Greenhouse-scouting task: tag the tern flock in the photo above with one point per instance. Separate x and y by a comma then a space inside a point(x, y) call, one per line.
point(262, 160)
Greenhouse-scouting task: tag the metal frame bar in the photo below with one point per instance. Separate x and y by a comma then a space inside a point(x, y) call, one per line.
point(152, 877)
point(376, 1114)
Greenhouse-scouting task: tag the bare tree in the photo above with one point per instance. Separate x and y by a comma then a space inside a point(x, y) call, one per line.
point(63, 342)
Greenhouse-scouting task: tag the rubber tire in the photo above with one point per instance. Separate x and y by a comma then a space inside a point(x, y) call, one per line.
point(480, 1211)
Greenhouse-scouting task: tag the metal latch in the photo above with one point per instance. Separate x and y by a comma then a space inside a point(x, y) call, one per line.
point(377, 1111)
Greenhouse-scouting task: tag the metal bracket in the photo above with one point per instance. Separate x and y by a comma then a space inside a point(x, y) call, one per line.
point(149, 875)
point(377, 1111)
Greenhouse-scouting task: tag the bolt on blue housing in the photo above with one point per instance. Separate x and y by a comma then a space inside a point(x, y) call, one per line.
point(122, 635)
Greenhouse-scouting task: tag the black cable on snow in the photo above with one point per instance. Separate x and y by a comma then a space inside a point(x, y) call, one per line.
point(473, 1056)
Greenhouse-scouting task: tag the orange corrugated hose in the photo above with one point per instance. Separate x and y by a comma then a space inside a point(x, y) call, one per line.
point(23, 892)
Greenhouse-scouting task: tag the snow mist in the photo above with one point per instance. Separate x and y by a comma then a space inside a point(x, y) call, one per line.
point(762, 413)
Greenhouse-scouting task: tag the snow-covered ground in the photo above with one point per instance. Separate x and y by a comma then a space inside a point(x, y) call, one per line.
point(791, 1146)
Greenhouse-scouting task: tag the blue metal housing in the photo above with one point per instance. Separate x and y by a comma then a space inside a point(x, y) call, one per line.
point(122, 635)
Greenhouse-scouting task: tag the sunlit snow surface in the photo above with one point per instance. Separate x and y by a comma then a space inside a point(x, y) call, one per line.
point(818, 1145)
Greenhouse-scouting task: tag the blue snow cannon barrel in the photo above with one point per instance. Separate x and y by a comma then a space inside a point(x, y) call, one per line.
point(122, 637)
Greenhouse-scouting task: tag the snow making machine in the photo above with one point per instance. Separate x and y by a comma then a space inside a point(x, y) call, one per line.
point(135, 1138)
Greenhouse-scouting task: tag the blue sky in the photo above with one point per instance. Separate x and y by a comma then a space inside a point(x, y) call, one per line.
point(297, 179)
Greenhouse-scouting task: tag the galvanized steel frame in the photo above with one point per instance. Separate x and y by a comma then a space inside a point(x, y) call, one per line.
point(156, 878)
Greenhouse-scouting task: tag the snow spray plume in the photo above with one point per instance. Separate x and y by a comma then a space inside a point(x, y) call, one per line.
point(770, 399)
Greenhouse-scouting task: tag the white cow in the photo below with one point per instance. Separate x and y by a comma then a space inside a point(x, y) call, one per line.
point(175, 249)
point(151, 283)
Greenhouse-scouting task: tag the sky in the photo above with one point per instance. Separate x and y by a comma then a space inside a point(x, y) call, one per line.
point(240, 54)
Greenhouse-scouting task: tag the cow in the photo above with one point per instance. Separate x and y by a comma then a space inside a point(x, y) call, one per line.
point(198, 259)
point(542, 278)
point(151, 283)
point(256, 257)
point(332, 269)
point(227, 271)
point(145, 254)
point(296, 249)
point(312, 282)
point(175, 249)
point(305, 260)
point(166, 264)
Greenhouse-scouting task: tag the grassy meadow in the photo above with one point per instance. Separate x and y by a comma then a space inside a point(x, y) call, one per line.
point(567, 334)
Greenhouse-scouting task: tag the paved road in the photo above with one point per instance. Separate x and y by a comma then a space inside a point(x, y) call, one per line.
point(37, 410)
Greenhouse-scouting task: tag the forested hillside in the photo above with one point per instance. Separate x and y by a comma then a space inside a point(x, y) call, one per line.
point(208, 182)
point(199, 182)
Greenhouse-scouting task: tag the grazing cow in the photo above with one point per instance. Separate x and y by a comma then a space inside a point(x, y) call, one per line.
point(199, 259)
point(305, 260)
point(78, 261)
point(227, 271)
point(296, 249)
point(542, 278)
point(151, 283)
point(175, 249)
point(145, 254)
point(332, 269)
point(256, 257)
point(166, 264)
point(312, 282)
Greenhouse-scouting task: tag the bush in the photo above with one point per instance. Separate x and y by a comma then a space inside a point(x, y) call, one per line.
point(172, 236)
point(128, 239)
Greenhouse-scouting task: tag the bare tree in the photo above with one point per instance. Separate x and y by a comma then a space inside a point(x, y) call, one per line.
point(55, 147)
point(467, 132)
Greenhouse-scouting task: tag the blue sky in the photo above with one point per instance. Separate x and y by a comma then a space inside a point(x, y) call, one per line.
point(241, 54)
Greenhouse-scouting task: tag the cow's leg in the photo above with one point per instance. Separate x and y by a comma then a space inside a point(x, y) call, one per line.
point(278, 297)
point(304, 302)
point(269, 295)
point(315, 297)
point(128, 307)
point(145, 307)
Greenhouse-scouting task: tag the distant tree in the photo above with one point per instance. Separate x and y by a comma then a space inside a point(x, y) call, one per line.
----
Could you reproduce the data from the line with "Greenhouse-scouting task: tag the snow-covered" to the line with "point(791, 1146)", both ends included, with every other line word for word and each point coordinate multiplied by 1.15 and rounded to a whole number, halves going up? Return only those lines.

Greenhouse-scouting task: tag the snow-covered ground in the photo above with one point per instance. Separate x and y by a comma then a space inside a point(x, y) call, one per line.
point(910, 1318)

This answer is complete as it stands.